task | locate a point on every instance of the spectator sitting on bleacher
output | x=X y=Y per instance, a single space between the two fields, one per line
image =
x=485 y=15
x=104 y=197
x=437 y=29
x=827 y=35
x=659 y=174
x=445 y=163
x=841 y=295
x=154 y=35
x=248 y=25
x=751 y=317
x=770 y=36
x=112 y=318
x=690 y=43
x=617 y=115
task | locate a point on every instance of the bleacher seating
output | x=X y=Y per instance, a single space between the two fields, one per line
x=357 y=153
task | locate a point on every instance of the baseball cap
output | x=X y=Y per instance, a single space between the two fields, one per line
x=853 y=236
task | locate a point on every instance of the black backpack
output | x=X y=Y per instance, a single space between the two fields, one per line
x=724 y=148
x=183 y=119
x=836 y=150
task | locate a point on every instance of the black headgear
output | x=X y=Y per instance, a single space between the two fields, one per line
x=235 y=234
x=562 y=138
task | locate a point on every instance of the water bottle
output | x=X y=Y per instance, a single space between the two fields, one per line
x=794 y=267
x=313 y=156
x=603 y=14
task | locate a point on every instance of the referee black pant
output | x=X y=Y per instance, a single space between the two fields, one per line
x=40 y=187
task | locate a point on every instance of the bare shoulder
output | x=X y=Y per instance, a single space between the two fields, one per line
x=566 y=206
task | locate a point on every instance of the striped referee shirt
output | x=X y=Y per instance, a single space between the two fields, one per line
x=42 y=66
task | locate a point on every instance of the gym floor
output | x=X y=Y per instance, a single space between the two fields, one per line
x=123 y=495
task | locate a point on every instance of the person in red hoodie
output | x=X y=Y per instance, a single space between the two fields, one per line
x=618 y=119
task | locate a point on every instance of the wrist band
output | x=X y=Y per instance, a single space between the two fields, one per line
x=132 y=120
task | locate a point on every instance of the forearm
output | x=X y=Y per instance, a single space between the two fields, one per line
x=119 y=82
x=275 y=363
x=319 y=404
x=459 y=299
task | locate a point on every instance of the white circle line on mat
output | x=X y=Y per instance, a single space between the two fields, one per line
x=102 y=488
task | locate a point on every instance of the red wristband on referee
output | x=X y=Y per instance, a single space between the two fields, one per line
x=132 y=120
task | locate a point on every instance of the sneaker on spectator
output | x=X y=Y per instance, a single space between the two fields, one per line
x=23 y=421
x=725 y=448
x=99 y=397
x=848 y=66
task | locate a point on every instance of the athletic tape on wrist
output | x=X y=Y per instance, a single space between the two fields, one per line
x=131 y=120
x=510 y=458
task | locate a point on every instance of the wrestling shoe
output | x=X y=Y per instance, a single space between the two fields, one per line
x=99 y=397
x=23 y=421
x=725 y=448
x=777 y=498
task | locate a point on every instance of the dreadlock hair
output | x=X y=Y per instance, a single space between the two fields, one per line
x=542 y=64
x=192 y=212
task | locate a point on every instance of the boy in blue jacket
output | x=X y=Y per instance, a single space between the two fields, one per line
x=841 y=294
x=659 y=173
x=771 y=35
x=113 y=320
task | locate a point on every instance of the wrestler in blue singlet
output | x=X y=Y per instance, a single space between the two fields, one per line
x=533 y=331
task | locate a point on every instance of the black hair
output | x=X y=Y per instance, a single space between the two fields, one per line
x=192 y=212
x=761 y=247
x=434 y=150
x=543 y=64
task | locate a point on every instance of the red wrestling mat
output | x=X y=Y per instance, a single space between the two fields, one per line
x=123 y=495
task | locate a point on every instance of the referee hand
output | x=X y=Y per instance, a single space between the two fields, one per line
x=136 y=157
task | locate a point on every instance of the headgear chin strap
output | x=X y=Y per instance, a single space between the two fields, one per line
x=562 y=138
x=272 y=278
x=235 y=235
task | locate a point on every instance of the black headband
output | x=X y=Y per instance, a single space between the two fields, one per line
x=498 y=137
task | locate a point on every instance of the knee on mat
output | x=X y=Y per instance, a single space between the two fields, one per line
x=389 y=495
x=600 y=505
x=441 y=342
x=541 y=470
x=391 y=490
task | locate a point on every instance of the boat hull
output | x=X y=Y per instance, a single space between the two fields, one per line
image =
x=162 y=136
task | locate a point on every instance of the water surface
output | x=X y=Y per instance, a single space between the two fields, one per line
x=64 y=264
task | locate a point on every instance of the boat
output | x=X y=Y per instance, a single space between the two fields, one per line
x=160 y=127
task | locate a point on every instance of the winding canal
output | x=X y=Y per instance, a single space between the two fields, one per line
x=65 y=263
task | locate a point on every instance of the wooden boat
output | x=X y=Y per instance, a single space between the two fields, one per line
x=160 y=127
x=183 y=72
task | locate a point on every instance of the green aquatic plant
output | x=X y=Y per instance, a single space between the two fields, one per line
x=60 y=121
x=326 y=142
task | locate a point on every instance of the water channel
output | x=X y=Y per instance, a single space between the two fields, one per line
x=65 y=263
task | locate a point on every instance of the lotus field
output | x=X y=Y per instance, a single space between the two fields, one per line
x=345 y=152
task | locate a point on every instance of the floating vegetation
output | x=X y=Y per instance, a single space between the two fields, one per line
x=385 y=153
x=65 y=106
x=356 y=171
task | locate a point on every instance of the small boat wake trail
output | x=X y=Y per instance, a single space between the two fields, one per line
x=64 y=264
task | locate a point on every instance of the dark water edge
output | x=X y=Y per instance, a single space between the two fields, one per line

• [The exercise]: Reproduce every one of the lines above verbatim, changing nothing and leaving nothing out.

• [Correct output]:
task | locate a point on every instance of the spectator sitting on bleacher
output | x=X y=Y per instance, a single space between the two fields, one per line
image =
x=485 y=15
x=104 y=197
x=437 y=29
x=827 y=35
x=659 y=174
x=445 y=163
x=841 y=295
x=154 y=35
x=248 y=25
x=751 y=317
x=770 y=36
x=112 y=318
x=690 y=43
x=617 y=115
task | locate a point on every instance of the bleacher seating
output | x=X y=Y per instance, a single space between the two fields, one per line
x=357 y=153
task | locate a point on every instance of the baseball cap
output | x=X y=Y per instance, a single space between the two fields, one per line
x=853 y=236
task | locate a point on every instance of the black backpack
output | x=X y=Y per instance, a single space between the two fields, one per line
x=724 y=148
x=183 y=119
x=836 y=150
task | locate a point on every instance of the black headgear
output | x=X y=Y per instance, a single space between the two fields, one per line
x=235 y=234
x=562 y=138
task | locate a point on every instance of the water bottle
output | x=X y=Y per instance, a single space between the two fields, one per line
x=794 y=267
x=313 y=156
x=603 y=14
task | locate a point on every instance of the referee black pant
output | x=X y=Y per instance, a single space between the two fields, one per line
x=40 y=187
task | locate a point on every instance of the bare shoulder
output | x=X y=Y per instance, a single space between the two fields, one per line
x=566 y=206
task | locate a point on every instance of the striped referee shirt
output | x=X y=Y per instance, a single space between the two fields, one per line
x=42 y=66
task | locate a point on every instance of the gym floor
output | x=X y=Y per instance, a single space between the two fields, one per line
x=123 y=495
task | locate a point on every instance of the person in red hoodie
output | x=X y=Y per instance, a single space between the two fields, one per line
x=618 y=119
task | locate a point on every instance of the wrist band
output | x=X y=Y per instance, a single space between the two fields, one per line
x=132 y=120
task | locate a point on every instance of the forearm
output | x=X y=Y per instance, a single space between the two fields, one per line
x=119 y=82
x=275 y=363
x=319 y=404
x=459 y=299
task | locate a point on every instance of the white circle line on mat
output | x=X y=Y per instance, a single space between the two fields, one per line
x=102 y=488
task | locate a point on every instance of the red wristband on referee
output | x=X y=Y per instance, a single space between the two fields, one per line
x=132 y=120
task | locate a point on every instance of the sneaker on spectator
output | x=X y=Y per instance, a single space between the two fields, one per line
x=23 y=421
x=725 y=448
x=99 y=397
x=848 y=66
task | locate a point on every instance of the athletic tape on wrist
output | x=X y=Y per instance, a single space between the two fields, one per line
x=131 y=120
x=510 y=458
task | locate a point on every instance of the wrestling shoe
output | x=X y=Y per instance, a single space between the two fields, one per line
x=99 y=397
x=23 y=421
x=725 y=448
x=777 y=498
task | locate a point on every instance of the dreadlock hair
output | x=X y=Y per instance, a single space between the two fields, one per line
x=542 y=64
x=192 y=212
task | locate a point on every instance of the boy in blue jacket
output | x=X y=Y per instance, a single space between the two fields, one per line
x=841 y=294
x=659 y=173
x=771 y=35
x=113 y=320
task | locate a point on every instance of the wrestler in blue singlet
output | x=X y=Y per instance, a single space between the two fields, one per line
x=533 y=331
task | locate a point on every instance of the black hair
output | x=X y=Y per instance, a single space between the two fields, one per line
x=192 y=212
x=761 y=247
x=434 y=150
x=543 y=64
task | locate a point on every instance of the red wrestling mat
output | x=X y=Y per instance, a single space between the two fields, one per line
x=123 y=495
task | locate a point on every instance of the referee hand
output | x=X y=Y per instance, a single space between the two fields, one per line
x=136 y=157
task | locate a point on every instance of the headgear chin strap
output | x=X y=Y per instance, a single space between the two fields, one per line
x=562 y=138
x=272 y=278
x=235 y=235
task | locate a point on every instance of the black headband
output | x=X y=Y per instance, a single space between the two fields, one per line
x=498 y=137
task | locate a point on every instance of the knee on mat
output | x=X y=Y per instance, a single space between the two fields, one per line
x=389 y=495
x=600 y=505
x=441 y=342
x=541 y=470
x=391 y=490
task | locate a point on every instance of the boat hull
output | x=X y=Y per instance, a single space between the two fields, one per line
image =
x=162 y=136
task | locate a point on every instance of the water surface
output | x=X y=Y per instance, a single space between the two fields, one per line
x=64 y=264
task | locate a point on every instance of the boat
output | x=X y=Y per instance, a single space between the two fields, one per line
x=160 y=127
task | locate a point on every instance of the winding canal
output | x=X y=Y per instance, a single space between the two fields, one per line
x=65 y=263
task | locate a point on every instance of the wooden boat
output | x=X y=Y per instance, a single space between the two fields, one per line
x=160 y=127
x=183 y=72
task | locate a point on every instance of the green aquatic plant
output | x=X y=Y per instance, a single space between the two fields, one per line
x=60 y=121
x=326 y=142
task | locate a point on every instance of the water channel
output | x=X y=Y per instance, a single space between the two fields, one per line
x=65 y=263
task | locate a point on every instance of the lotus field
output | x=X y=Y per instance, a single space between the two fields, one per line
x=345 y=152
task | locate a point on every instance of the floating vegetation
output | x=X y=Y per instance, a single space between the two fields, one per line
x=385 y=153
x=65 y=106
x=356 y=171
task | locate a point on every instance of the small boat wake trail
output | x=X y=Y per instance, a single space between the two fields, one per line
x=64 y=264
task | locate a point on every instance of the dark water edge
output | x=X y=Y per instance, a single space between the two fields, one per line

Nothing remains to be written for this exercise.